*** Given information ***

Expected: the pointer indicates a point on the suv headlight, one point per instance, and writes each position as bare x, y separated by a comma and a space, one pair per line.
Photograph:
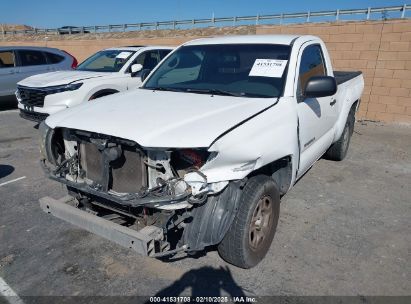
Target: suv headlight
64, 88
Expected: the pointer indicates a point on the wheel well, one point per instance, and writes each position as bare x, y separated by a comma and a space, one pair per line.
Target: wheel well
102, 93
355, 106
280, 170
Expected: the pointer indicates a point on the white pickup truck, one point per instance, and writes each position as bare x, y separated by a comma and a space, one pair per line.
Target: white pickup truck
201, 154
106, 72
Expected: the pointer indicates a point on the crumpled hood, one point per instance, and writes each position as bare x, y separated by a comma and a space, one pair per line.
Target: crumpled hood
161, 119
59, 78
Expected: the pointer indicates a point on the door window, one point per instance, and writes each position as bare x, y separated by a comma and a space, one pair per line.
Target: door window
312, 64
6, 59
29, 57
148, 59
54, 58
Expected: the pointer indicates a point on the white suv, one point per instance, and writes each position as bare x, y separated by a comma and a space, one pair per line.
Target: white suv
106, 72
17, 63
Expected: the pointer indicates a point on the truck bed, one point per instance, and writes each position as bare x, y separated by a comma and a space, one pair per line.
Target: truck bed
343, 76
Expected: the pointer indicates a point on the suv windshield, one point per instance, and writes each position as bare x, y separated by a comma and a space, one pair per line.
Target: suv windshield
252, 70
106, 61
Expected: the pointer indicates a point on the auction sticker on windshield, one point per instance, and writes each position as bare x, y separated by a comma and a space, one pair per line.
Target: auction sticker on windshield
268, 68
123, 55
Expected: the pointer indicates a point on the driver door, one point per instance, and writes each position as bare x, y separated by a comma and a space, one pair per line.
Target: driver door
316, 115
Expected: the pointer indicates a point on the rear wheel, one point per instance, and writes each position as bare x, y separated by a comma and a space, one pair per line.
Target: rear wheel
338, 150
252, 231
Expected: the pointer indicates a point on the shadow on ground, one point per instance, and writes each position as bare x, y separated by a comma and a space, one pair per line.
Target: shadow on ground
6, 170
203, 282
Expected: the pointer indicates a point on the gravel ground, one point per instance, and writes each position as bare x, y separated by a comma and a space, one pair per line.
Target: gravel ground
345, 229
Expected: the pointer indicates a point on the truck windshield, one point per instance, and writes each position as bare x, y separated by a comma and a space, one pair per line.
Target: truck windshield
243, 70
106, 61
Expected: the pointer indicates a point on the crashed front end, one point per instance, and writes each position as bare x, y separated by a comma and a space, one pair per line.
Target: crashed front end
160, 194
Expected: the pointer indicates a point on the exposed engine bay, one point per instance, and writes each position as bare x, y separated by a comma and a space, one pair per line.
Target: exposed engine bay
118, 180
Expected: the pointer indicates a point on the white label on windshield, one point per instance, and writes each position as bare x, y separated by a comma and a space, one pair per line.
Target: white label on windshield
123, 55
268, 68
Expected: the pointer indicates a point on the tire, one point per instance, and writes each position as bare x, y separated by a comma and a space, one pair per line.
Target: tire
338, 150
252, 231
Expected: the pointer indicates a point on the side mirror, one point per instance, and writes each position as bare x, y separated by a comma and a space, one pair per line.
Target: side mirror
144, 74
320, 86
135, 68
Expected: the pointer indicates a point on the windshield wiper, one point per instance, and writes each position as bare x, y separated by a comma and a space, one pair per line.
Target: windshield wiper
215, 92
164, 89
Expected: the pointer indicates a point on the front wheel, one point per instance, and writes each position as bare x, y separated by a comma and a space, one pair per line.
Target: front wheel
252, 231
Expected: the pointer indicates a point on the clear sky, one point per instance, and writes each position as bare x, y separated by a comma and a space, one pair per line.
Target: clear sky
56, 13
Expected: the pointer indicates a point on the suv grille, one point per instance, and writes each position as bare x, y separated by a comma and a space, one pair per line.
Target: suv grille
32, 97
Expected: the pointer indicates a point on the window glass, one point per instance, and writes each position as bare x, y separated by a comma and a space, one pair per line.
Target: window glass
148, 59
29, 57
164, 53
222, 67
6, 59
312, 64
54, 58
106, 61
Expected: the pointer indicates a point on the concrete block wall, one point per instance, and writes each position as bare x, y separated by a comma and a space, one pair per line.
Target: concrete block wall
381, 49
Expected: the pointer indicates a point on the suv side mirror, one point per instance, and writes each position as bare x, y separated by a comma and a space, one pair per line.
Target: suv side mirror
320, 86
144, 74
135, 68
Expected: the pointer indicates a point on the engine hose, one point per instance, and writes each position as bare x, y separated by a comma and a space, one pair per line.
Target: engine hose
197, 200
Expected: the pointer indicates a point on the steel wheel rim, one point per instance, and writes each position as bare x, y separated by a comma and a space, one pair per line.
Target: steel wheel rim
261, 222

*** End of Given information ***

Task prompt | The data is to be restated word for word, with any pictures set aside.

Response to the task |
Expected: the pointer indicates a point on the suv headlight, one point per instance, and writes each position as bare x, y separated by a comma and a space, one pair per line.
Photograph:
Target: suv headlight
64, 88
Expected: the pointer indicates a point on the wheel well, one point per instance, and writes each position as bare x, y separated by a comma and a space, one pair per line.
Target: wheel well
102, 93
355, 106
280, 170
Expected: the pointer indicates a point on the white pickup truck, one point per instance, and writes each position as bare x, y separated by a comma and a space, one pair per line.
Target: white pickup truck
201, 154
106, 72
Expected: the pointer indicates a point on the crumpled hood, one point per instance, and writes each position as bare x, y separated by a comma and a space, one pair per line.
Target: crumpled hood
161, 119
59, 78
Expected: the pointer indicates a point on the door window, one point per instance, and writes each position as bare x, y separated by a comma and a space, one pair per line.
Target: door window
312, 64
6, 59
29, 57
148, 59
54, 58
Expected: the pointer indicates a point on the white suv, one point per instance, and writes each position as bare x, y separated by a comma and a space, one pair per line.
Target: white suv
106, 72
17, 63
Expected: the pointer indicates a point on the truck bed, one point per instance, and writes each position as bare x, y separated by a comma and a space, one pair per line.
Target: truck bed
343, 76
Expected: the pointer indicates a point on the suv windshield, one point per instance, and writes each position as bare x, y separated by a comma and a space, one pair per line.
Target: suv windshield
252, 70
106, 61
Expected: the pointer indicates a point on the auction sticker on windshield, one point per instance, and writes each position as bare x, y separated by a comma and a space, one pair per line.
Target: auction sticker on windshield
268, 68
123, 55
Expected: the pointer indicates a point on the driver door, one point per instance, and writes each position as bare x, y separated by a comma and a space, one pair per line.
Target: driver door
316, 115
Expected: the pointer indicates a point on the rear wheel, one point per instance, and writes each position as bare x, y separated by a comma and a space, one pair per line.
Target: rear wheel
338, 150
252, 231
Expected: the pointer indicates a point on the shadow on ground, one point per instance, and writes each position as bare x, y separated by a comma and a space, one pair per line.
Target: shadow on ground
6, 170
203, 282
Expected: the pointer indicates a point on the gravel ground, one point per instance, and writes each position as bare x, y separated by a comma and a space, one pair per line.
Target: gravel ground
345, 229
Expected: the pointer indicates a point on the truck windshield, one point per instance, and writes each position as bare x, y separated by a comma and a space, one pair per line.
Target: truck windshield
243, 70
106, 61
Expected: the pointer indicates a point on the crashed front end, one point per instance, and writes each position as bare x, y separated by a comma and a space, one pair per line.
Target: crashed front end
160, 194
Expected: the pointer indicates a point on the exposed engine bay, one point per instance, and writes each position as bare x, y separated by a comma and a space, one pair per line.
Target: exposed engine bay
118, 180
Expected: the pointer indicates a point on the white label on windshield, one point per instance, and writes each position as bare x, y separated by a comma and a space, one pair per line.
Target: white label on windshield
123, 55
268, 68
Expected: the pointer indicates a point on the tire, one point per instance, and writes each position as bare x, y separated by a comma and a space, one pair per line.
Target: tire
338, 150
252, 231
Expected: the pointer indicates a point on the side mirror, one point per instance, and writes each position as bare x, y separated by a comma and a space, one pair per line.
Target: side mirror
144, 74
320, 86
135, 68
Expected: the pointer indicates a point on the windshield wiper, one point per instance, and writes each position as bare x, y separated by a comma and a space, one pair per line.
Target: windshield wiper
215, 92
164, 89
Expected: the pointer indicates a point on the front wheel, one point per instance, and writes each position as bare x, y separated by a comma and a space, one pair per line.
Target: front wheel
252, 231
Expected: the pointer indicates a point on the clear sky, one point per instance, and writes each position as bare x, y separated by a comma and a space, one pair per line.
Target: clear sky
56, 13
Expected: the pointer indicates a point on the suv grille, one point per instance, and writes each position as bare x, y separated by a comma and a space, one pair per line.
Target: suv grille
32, 97
Expected: the pointer indicates a point on the window glass, one point per instance, and writes each position as bare x, y separated by a comma and a space, one pair per line.
Target: window glass
148, 59
29, 57
164, 53
222, 67
6, 59
312, 64
54, 58
106, 61
Expected: the pointer indicates a point on the concrete block wall, one point per instance, and writes each position as bare x, y separated by a comma and a space, one pair per line.
Target: concrete block wall
381, 49
Expected: the pointer indicates a point on the suv side mirror, one point per instance, and writes each position as bare x, y separated by a comma and a space, one pair per line.
Target: suv side mirror
320, 86
144, 74
135, 68
Expected: the pointer indicates a point on the engine hose, one point per instance, and writes each position as bare x, y separated by a comma and a space, one pair per line.
Target: engine hose
197, 200
Expected: the pointer indicates a point on the steel wheel rim, one point per instance, and writes each position as bare x, y separated by a comma and a space, one pair per line.
Target: steel wheel rim
261, 222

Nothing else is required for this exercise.